:: MATERIAL PROVIDED ::
- - -
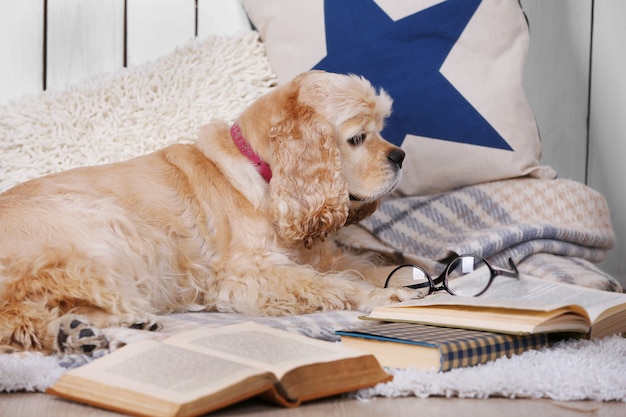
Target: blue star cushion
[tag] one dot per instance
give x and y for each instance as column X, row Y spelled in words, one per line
column 454, row 69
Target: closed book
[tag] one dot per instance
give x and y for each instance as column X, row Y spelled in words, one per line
column 404, row 345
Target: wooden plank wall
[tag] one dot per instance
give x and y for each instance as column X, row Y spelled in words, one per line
column 52, row 44
column 573, row 76
column 575, row 85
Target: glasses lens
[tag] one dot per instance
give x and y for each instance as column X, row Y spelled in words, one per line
column 468, row 275
column 409, row 275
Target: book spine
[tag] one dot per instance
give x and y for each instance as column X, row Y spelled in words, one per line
column 482, row 349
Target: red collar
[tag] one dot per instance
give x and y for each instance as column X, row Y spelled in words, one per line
column 248, row 152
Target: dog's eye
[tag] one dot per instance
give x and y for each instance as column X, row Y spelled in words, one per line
column 357, row 140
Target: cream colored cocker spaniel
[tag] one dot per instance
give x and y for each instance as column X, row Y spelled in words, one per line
column 237, row 222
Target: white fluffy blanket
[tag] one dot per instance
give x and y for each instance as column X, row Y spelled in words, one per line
column 138, row 110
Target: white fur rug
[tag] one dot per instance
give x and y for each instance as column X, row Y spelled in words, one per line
column 138, row 110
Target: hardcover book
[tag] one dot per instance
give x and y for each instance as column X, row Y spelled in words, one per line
column 404, row 345
column 527, row 305
column 199, row 371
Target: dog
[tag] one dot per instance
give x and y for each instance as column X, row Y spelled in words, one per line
column 237, row 222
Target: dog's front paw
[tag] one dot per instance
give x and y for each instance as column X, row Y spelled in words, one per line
column 384, row 296
column 77, row 335
column 140, row 322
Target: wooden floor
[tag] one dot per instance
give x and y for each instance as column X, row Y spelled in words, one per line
column 42, row 405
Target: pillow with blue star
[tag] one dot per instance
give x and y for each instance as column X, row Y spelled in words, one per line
column 453, row 68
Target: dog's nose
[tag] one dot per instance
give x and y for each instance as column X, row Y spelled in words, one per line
column 397, row 156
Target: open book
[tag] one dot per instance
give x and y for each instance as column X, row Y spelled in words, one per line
column 527, row 305
column 199, row 371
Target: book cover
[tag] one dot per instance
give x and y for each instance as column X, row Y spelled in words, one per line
column 526, row 305
column 403, row 345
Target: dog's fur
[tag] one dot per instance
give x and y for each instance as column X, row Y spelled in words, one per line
column 195, row 227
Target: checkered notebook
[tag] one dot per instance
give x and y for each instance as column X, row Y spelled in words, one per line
column 456, row 347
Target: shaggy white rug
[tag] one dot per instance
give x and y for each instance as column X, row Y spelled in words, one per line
column 138, row 110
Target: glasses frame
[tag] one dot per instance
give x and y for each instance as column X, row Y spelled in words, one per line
column 441, row 282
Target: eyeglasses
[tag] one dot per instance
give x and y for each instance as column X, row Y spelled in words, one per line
column 476, row 270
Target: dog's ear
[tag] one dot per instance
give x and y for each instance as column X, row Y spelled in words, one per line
column 309, row 196
column 359, row 211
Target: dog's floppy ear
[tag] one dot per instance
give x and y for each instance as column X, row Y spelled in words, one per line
column 309, row 196
column 359, row 211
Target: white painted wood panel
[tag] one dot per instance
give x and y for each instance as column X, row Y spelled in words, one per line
column 21, row 48
column 607, row 129
column 221, row 17
column 85, row 38
column 156, row 27
column 557, row 81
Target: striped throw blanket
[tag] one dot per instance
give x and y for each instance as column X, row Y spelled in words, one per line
column 554, row 229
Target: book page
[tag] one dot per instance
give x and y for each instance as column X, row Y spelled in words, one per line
column 262, row 347
column 165, row 371
column 528, row 293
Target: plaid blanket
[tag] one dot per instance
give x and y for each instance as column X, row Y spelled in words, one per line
column 553, row 229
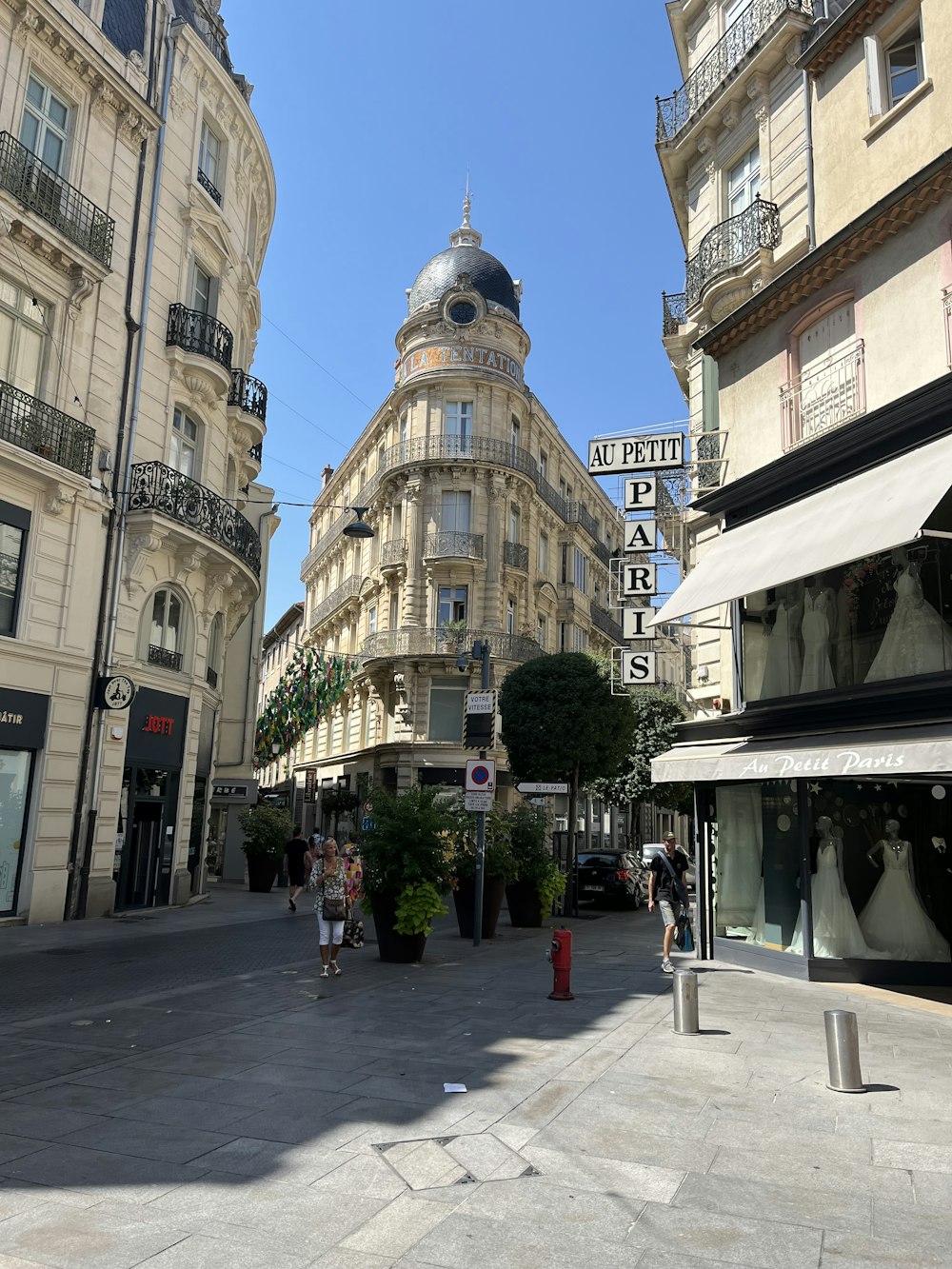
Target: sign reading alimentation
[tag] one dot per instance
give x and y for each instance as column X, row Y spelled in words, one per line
column 627, row 454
- - -
Recast the lines from the one with "Target: plaid blanket" to the one with "column 553, row 229", both included, as a numbered list, leaving out any blank lines.

:: TASK RESPONSE ::
1. Target: plaid blanket
2. [tag] one dot per instance
3. give x and y for each instance as column X, row Y spelled in words, one per line
4. column 553, row 229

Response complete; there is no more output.